Far Cry 3 on Xbox 360 dropped to around 20FPS quite frequently. It didn't hurt the game too much in my opinion, but still, it was a bit frustrating if it happened during an action filled section.

Also, I'm not sure what caused it, but whenever I played Call of Duty: Black Ops 2 online (Xbox 360) it did these strange FPS drops where the image did not almost move at all for around 4 seconds, it was honestly like 1FPS and I still don't know what that was all about.

Oh yeah, Blighttown in Dark Souls too.
 
Far Cry 3 on Xbox 360 dropped to around 20FPS quite frequently. It didn't hurt the game too much in my opinion, but still, it was a bit frustrating if it happened during an action filled section.

Also, I'm not sure what caused it, but whenever I played Call of Duty: Black Ops 2 online (Xbox 360) it did these strange FPS drops where the image did not almost move at all for around 4 seconds, it was honestly like 1FPS and I still don't know what that was all about.

Oh yeah, Blighttown in Dark Souls too.
Blighttown is why I came in here as well. Seriously that section had sub 10fps consistently. I can't believe I could've just skipped it with a shortcut.
 
Probably OoT. At least I can't think of any other game which was that consistently low.
Hmph, I assumed you were a big PC gamer growing up. I know I mostly played PC games back in the day. Low framerates were just part of the PC experience back then, really, both in 2D and 3D.
 
Despite not really having the right hardware for it, I played Bioshock Infinite at an average of 20-24fps on my laptop because I didn't want to get spoiled. I wasn't playing it for the gameplay anyway so I didn't mind too much.

============================================================

TASK LIST:
**A)** In the forum posts about low framerates, for about how long did the image barely move during the Call of Duty: Black Ops 2 online drops?
**B)** Please list every game the forum posts about low framerates mention by name.

LISTED RECORDS:
============================================================

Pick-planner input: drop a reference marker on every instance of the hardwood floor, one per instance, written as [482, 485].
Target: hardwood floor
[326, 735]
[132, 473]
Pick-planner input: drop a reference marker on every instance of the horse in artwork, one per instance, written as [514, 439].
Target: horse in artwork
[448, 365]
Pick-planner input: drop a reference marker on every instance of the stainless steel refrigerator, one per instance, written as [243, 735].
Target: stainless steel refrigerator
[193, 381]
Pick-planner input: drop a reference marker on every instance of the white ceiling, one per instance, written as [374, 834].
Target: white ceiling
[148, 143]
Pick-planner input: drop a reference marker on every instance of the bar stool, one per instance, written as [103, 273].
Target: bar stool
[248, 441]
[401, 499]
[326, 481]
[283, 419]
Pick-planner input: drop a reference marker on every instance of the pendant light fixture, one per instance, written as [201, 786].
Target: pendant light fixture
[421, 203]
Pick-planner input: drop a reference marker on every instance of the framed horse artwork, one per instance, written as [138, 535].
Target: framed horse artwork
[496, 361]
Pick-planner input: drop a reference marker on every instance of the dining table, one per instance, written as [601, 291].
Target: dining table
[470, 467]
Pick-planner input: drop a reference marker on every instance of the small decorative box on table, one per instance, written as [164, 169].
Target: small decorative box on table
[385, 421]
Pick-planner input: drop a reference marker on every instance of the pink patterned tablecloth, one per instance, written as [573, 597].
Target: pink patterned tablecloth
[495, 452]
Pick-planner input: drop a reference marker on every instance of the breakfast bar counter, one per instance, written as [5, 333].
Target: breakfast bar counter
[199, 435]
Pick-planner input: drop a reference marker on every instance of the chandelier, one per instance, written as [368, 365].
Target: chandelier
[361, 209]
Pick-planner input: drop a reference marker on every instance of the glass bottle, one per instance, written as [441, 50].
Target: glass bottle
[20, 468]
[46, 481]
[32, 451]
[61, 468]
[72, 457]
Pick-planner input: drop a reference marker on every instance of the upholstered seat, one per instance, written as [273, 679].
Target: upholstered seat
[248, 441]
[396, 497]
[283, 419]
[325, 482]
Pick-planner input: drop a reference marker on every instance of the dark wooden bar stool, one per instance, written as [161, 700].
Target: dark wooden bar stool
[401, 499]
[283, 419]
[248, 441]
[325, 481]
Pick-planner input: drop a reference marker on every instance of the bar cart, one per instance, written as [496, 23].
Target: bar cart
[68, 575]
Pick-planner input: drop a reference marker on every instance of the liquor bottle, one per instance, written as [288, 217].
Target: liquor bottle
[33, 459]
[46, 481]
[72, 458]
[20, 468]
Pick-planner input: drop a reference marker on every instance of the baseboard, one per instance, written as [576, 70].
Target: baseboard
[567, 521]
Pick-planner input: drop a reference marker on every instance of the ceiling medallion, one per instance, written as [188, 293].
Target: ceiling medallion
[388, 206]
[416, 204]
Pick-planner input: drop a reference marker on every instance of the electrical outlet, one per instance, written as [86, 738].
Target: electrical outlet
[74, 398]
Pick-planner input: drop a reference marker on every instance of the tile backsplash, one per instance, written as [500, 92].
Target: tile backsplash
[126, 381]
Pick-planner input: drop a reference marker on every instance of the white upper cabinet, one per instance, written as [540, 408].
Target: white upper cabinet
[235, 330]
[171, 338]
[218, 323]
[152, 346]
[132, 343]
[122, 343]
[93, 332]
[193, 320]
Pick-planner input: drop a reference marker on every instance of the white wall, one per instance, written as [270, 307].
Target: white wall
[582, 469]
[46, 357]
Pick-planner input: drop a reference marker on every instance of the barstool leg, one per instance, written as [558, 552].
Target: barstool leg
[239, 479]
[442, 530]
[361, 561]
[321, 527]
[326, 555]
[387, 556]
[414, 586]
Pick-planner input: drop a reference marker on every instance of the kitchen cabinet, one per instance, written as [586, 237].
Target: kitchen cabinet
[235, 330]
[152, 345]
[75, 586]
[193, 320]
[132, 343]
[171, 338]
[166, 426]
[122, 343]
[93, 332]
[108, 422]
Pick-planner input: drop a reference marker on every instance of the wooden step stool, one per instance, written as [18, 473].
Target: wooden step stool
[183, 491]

============================================================

SOLUTIONS BELOW:
**A)** Around 4 seconds.

**B)**
- Far Cry 3
- Call of Duty: Black Ops 2
- Dark Souls
- OoT
- Bioshock Infinite